• WHAT YOU SHOULD DO: From the first record through the last, copy each one exactly.

[Point localization data]
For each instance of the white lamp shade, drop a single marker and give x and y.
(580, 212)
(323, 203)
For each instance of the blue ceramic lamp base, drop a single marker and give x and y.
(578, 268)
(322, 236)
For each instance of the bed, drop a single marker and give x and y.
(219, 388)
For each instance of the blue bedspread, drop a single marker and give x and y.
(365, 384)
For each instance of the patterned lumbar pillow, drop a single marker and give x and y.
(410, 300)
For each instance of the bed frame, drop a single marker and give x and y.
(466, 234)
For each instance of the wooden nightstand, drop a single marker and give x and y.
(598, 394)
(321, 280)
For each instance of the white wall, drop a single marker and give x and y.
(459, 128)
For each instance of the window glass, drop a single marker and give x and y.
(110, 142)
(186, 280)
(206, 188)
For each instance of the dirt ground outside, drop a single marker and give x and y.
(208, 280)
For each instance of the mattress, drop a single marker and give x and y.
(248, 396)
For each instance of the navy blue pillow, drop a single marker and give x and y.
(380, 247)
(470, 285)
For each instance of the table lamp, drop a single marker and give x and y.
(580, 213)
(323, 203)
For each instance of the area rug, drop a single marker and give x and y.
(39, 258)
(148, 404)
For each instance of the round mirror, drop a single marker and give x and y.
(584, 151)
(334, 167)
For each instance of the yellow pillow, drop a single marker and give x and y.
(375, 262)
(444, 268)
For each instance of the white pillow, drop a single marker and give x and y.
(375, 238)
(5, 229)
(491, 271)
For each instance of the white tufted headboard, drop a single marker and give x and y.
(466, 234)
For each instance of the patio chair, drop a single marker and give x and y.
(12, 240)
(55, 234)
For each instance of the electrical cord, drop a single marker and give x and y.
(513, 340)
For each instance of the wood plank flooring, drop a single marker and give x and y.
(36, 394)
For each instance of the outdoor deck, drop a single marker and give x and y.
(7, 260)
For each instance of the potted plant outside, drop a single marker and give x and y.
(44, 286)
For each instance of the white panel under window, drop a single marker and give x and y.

• EXERCISE RESPONSE:
For each instance of the white lamp shade, drop a single marker and give x and y.
(580, 212)
(323, 203)
For each instance of the blue ceramic lamp base, drop a single marker and give x and y.
(578, 268)
(322, 236)
For each instance of the bed, drop a single marker and give x and y.
(219, 388)
For each instance of the blue bedspread, drop a single marker and give x and y.
(365, 384)
For each instance of the patterned lumbar pillow, drop a single marker and give x and y.
(410, 300)
For each instance of the bed frame, drop a single marker and give x and y.
(466, 234)
For each instance of the wooden nightstand, drop a single marker and give x and y.
(598, 394)
(321, 280)
For each instance of the white wall, drop a single marker and give x and y.
(459, 128)
For each instance of the window glass, drop a single marker and give x and y.
(110, 142)
(186, 280)
(206, 188)
For each instance of the dirt ground outside, drop a single marker and give x and y.
(208, 280)
For each instance of the mattress, drop a single marker and give x and y.
(248, 396)
For each instance of the navy blue pillow, drop a single marker and give x and y.
(380, 247)
(470, 285)
For each instance of the table lamp, drop a single marker and give x and y.
(580, 213)
(323, 203)
For each instance of the area rug, drop a single marker and give x and y.
(39, 258)
(148, 404)
For each instance of the round mirror, drop a single marker and give x and y.
(584, 151)
(334, 167)
For each instance of the yellow pillow, drop a single marker and give x and y.
(375, 262)
(444, 268)
For each instance of the white pillow, drop a single marker and give x and y.
(375, 238)
(5, 229)
(491, 271)
For each instance of the white tufted headboard, drop a single marker and give x and y.
(466, 234)
For each instance of the patio chair, drop a single marker and give x and y.
(12, 240)
(55, 234)
For each instance of the electrical cord, drop a single marker and give x and y.
(513, 340)
For each instance of the wood plank flooring, drop a single marker and give x and y.
(36, 394)
For each instance of the outdoor deck, drop a single marker and give x and y.
(7, 260)
For each instance of the potted plant outside, drop a single marker and give x and y.
(44, 286)
For each instance of the white panel under window, drop a single marker and give x and y.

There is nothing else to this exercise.